* Exercise instructions
When you reach the line containing "Target = seated person behind railing", begin copying exactly, and keep going through the last line of the records below, copying nothing before it.

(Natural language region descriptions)

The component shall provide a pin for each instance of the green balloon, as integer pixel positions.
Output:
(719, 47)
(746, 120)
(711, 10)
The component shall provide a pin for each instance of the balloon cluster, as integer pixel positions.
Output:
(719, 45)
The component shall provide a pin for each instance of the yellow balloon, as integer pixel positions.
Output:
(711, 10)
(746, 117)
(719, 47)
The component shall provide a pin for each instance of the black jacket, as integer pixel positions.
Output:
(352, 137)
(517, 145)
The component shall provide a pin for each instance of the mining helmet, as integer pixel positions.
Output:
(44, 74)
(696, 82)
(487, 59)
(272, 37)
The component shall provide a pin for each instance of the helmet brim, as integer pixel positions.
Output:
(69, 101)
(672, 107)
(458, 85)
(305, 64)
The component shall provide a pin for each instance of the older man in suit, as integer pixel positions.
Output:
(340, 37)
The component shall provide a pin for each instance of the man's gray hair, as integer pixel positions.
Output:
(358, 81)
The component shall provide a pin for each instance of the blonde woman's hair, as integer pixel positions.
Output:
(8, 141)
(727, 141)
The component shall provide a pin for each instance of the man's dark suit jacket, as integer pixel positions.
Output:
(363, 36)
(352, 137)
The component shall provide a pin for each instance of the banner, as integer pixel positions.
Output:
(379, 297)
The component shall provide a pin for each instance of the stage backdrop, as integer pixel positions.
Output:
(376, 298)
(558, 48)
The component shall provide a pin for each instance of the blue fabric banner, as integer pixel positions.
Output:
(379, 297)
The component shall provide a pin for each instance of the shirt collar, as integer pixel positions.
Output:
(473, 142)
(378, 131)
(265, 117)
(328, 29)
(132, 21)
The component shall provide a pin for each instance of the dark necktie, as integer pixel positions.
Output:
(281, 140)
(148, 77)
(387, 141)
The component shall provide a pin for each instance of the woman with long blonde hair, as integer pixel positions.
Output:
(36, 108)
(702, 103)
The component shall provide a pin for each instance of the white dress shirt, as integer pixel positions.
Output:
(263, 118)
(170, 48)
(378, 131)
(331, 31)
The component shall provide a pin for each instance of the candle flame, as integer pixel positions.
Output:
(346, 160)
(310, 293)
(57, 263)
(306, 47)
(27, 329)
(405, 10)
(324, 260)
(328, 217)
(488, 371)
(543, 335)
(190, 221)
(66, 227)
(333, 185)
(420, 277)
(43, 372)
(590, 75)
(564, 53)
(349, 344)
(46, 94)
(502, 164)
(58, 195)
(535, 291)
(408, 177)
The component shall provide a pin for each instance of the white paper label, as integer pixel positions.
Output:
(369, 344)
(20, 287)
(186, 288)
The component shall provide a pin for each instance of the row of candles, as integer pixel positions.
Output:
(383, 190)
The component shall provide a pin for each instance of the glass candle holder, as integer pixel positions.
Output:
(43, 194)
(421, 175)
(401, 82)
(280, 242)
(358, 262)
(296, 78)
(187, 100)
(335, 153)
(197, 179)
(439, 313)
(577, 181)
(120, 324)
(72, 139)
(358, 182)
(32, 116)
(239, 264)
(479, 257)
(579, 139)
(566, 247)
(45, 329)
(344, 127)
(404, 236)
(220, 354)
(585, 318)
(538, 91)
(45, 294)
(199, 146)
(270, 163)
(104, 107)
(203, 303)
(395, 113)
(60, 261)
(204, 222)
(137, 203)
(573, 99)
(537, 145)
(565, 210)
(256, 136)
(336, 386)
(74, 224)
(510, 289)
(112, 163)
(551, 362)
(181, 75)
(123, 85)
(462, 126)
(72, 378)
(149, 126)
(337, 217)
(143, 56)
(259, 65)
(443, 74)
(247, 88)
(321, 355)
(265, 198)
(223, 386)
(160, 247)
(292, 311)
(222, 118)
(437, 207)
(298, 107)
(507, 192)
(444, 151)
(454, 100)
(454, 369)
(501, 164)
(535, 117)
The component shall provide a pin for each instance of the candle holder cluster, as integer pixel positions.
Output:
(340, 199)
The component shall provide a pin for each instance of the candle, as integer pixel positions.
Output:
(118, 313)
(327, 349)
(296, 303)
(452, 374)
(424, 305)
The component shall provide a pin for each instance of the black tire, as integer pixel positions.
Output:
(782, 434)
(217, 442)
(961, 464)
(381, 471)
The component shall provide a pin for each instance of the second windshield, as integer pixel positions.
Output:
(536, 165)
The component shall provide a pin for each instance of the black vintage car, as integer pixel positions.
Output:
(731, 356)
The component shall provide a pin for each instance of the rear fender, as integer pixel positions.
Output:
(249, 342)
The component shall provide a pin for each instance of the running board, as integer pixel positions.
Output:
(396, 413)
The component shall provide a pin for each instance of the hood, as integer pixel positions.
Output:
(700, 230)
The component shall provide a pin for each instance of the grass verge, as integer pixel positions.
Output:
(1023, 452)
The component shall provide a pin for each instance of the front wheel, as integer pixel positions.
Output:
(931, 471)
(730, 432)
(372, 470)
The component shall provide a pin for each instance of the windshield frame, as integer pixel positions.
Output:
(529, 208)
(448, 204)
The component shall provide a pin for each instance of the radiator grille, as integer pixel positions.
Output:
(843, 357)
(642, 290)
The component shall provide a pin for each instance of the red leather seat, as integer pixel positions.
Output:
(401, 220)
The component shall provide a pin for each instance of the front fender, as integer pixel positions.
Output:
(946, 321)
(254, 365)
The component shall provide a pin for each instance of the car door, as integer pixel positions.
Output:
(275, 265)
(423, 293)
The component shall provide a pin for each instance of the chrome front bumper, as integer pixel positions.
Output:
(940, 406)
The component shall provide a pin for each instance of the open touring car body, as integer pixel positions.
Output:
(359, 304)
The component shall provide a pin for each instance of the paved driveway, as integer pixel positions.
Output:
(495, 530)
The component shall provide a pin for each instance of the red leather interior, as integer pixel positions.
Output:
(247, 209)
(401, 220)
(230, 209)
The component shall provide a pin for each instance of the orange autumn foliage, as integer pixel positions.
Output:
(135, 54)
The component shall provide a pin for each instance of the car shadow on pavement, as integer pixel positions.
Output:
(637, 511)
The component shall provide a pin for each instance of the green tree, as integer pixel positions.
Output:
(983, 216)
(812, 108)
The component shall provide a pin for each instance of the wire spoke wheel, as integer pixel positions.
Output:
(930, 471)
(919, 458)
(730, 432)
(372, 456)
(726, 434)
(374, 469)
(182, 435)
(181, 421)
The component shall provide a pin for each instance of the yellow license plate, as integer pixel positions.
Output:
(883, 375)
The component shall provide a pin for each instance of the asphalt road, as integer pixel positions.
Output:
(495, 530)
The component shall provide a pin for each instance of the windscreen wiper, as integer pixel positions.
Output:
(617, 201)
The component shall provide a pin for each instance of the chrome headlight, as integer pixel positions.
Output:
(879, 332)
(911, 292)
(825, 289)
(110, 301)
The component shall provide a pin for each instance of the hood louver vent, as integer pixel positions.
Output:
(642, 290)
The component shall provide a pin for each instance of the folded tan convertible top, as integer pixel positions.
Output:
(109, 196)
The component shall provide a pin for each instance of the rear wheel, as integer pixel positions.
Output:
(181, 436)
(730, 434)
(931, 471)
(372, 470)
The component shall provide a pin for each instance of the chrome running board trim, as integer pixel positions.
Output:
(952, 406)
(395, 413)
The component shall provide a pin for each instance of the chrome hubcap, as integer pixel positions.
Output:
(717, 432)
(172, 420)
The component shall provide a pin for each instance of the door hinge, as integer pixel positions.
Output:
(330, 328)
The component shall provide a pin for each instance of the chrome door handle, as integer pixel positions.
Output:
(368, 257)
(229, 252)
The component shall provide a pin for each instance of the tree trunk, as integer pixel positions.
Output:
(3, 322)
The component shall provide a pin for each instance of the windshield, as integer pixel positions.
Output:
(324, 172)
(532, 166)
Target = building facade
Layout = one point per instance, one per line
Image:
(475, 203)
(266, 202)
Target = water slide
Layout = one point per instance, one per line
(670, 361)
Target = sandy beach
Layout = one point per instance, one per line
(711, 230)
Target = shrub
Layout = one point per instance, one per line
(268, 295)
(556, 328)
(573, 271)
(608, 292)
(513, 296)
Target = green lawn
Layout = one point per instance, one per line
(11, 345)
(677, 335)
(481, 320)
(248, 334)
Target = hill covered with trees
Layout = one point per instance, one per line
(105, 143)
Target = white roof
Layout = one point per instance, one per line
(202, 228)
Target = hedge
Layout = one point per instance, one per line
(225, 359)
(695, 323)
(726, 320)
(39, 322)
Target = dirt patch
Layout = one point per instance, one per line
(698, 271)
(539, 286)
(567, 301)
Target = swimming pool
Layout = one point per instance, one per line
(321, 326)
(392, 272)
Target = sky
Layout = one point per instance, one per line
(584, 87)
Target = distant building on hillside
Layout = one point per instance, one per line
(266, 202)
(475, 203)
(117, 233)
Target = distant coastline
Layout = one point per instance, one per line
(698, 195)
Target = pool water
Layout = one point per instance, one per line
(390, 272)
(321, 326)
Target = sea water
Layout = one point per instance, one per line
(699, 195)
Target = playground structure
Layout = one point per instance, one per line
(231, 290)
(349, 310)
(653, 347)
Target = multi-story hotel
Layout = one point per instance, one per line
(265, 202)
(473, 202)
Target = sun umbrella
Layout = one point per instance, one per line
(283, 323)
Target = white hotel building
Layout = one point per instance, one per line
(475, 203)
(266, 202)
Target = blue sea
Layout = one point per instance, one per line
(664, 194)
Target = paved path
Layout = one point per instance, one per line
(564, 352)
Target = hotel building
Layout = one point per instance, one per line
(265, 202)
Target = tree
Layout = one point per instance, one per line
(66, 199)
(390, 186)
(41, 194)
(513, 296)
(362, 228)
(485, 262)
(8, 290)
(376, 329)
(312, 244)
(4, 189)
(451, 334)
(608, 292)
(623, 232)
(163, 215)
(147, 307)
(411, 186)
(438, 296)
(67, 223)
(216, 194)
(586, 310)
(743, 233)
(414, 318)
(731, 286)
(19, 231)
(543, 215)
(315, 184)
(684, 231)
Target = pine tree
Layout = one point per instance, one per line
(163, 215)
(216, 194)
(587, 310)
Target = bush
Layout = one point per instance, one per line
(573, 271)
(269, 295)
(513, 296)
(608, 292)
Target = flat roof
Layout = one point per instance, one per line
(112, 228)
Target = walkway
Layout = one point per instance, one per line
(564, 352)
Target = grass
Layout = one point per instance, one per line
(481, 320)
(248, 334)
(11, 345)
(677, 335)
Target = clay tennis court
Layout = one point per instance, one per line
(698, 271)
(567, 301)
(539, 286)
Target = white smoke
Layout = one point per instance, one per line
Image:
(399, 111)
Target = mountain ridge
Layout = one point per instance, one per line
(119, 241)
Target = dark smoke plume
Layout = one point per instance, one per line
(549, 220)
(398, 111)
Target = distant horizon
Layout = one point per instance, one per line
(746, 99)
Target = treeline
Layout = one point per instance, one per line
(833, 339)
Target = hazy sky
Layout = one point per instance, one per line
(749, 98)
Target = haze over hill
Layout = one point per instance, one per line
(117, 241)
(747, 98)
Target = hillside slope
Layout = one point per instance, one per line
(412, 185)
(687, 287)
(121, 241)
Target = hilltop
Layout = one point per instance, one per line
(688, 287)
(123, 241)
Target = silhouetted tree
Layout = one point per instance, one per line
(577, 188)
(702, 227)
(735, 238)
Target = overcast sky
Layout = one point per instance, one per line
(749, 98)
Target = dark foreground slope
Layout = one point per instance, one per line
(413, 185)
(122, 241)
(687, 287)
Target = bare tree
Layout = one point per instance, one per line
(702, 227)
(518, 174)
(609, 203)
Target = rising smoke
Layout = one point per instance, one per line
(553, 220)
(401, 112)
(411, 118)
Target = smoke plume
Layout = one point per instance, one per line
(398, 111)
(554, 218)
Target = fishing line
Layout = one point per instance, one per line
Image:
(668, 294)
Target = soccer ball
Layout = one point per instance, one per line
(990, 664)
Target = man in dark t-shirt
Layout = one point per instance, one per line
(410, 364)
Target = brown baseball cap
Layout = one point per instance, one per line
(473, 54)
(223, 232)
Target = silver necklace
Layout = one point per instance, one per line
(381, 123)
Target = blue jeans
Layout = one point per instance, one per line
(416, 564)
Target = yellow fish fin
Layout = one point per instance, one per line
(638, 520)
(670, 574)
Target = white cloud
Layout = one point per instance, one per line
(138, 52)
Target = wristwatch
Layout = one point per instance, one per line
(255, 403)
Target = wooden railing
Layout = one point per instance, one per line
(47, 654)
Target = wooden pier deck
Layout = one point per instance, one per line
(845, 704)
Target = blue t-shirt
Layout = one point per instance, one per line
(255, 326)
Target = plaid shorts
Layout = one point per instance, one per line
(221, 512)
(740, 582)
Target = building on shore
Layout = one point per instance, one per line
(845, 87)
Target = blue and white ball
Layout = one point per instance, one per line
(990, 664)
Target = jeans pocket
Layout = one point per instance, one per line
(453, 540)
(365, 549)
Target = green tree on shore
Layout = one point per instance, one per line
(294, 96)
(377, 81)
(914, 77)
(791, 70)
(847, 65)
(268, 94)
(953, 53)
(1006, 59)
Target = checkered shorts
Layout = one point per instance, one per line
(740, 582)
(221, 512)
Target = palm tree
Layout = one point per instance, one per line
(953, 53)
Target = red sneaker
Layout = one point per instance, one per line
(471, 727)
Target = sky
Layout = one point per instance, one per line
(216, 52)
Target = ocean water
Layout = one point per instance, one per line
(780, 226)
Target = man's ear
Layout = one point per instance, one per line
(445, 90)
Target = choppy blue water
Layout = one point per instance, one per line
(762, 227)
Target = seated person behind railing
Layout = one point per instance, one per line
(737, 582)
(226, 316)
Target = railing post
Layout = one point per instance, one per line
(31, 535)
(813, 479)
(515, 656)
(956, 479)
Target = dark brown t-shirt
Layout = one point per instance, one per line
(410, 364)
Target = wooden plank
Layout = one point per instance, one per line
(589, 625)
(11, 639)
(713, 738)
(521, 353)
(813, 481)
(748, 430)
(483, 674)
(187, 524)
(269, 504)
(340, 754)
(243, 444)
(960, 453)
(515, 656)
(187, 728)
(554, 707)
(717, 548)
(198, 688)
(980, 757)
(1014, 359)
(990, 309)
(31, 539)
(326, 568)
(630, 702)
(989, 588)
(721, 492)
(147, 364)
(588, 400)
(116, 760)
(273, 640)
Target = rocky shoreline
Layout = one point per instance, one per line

* Response to the exercise
Target = seated person behind railing
Layout = one point per instance, one per line
(737, 582)
(226, 316)
Target = railing post
Layout = one point per instance, one per line
(31, 535)
(813, 479)
(515, 656)
(956, 479)
Target = dark brown t-shirt
Layout = one point per instance, one per line
(410, 364)
Target = wooden plank
Layout = one point per instance, one per line
(589, 625)
(11, 639)
(713, 738)
(521, 353)
(813, 481)
(748, 430)
(483, 674)
(187, 524)
(269, 504)
(340, 754)
(243, 444)
(960, 453)
(515, 656)
(187, 728)
(554, 707)
(717, 548)
(198, 688)
(980, 757)
(1014, 359)
(990, 309)
(31, 539)
(326, 568)
(630, 702)
(989, 588)
(721, 492)
(147, 364)
(588, 400)
(116, 760)
(273, 640)
Target = rocky shoreline
Layout = one point per instance, one per line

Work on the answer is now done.